TASK LIST:
1. In the getline thread, why is getline() commonly preferred over fgets()?
2. Repeat the getline thread word for word from "To read lines" to "buffer as needed.".

33

To read lines from a file there are the getline() and fgets() POSIX functions (ignoring the dreaded gets()). It is common sense that getline() is preferred over fgets() because it allocates the line buffer as needed.

My question is: Isn’t that dangerous? What if by accident or malicious intent someone creates a 100GB file with no '\n' byte in it – won’t that make my getline() call allocate an insane amount of memory?

edavid
  • 371
  • 1
  • 3
  • 5
  • Doesn't that depend on implementation? – MartinVeronneau May 03 '19 at 13:03
  • 1
    Sure. My fear is that my system might then be swapping to the point of stalling. With `fgets()` this wouldn’t be possible. I wonder if I’m misunderstanding something or if this risk of `getline()` is known. – edavid May 03 '19 at 13:06
  • @xing only error code I see mentioned in the man page is `EINVAL`. – Christian Gibbons May 03 '19 at 13:07
  • 4
    `an insane amount of memory` - is 100GB an insane amount of memory? is 100KB? is 1PB? Tell that someone 20 years from now.... What amount of memory is insane and what isn't? `getline()` is a function from the 1990s. It exists to "make life easier", not to "handle all the crazy cases an user wants". Writing a `getline()` implementation with max limit is not that hard. – KamilCuk May 03 '19 at 14:41
  • 1
    @KamilCuk Yes, no, and yes, respectively. In 20 years, the answers will be no, no, and yes. The exact threshold for what constitutes an insane amount of memory will certainly increase in later years, but the underlying problem (that there exist lines that will cause an out of memory condition or thrashing) will exist on any finite memory system. – Ray May 03 '19 at 14:50
  • 3
    @KamilCuk: The notion of a file containing a 100GB record without a length prefix seems a bit insane, no matter how much memory the target machine has. – supercat May 03 '19 at 15:42
  • @supercat: I wouldn't say it's insane, actually. What seems insane is not using fread if you're expecting that kind of file, or not checking getline's error return if you're not using a previously-allocated buffer. – jamesqf May 03 '19 at 17:45
  • @xing Interesting. My man page is from the 3.53 linux man page release. Is yours newer? – Christian Gibbons May 03 '19 at 17:55
  • `an insane amount of memory` – an order of magnitude more than the size of the RAM, on any machine from a Zuse II to HAL 9000. – edavid May 06 '19 at 08:47
  • @jamesqf, even if you pass a previously allocated memory buffer to `getline()`, it will expand it with no limit using `realloc()`. – edavid May 06 '19 at 08:49

6 Answers6

28

My question is: Isn’t that dangerous? What if by accident or malicious intent someone creates a 100GB file with no '\n' byte in it – won’t that make my getline() call allocate an insane amount of memory?

DATA EXCERPT:
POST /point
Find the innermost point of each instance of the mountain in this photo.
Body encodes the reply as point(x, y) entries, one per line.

RESPONSES FOR EACH TASK:
1. Because it allocates the line buffer as needed.

2.
To read lines from a file there are the getline() and fgets() POSIX functions (ignoring the dreaded gets()). It is common sense that getline() is preferred over fgets() because it allocates the line buffer as needed.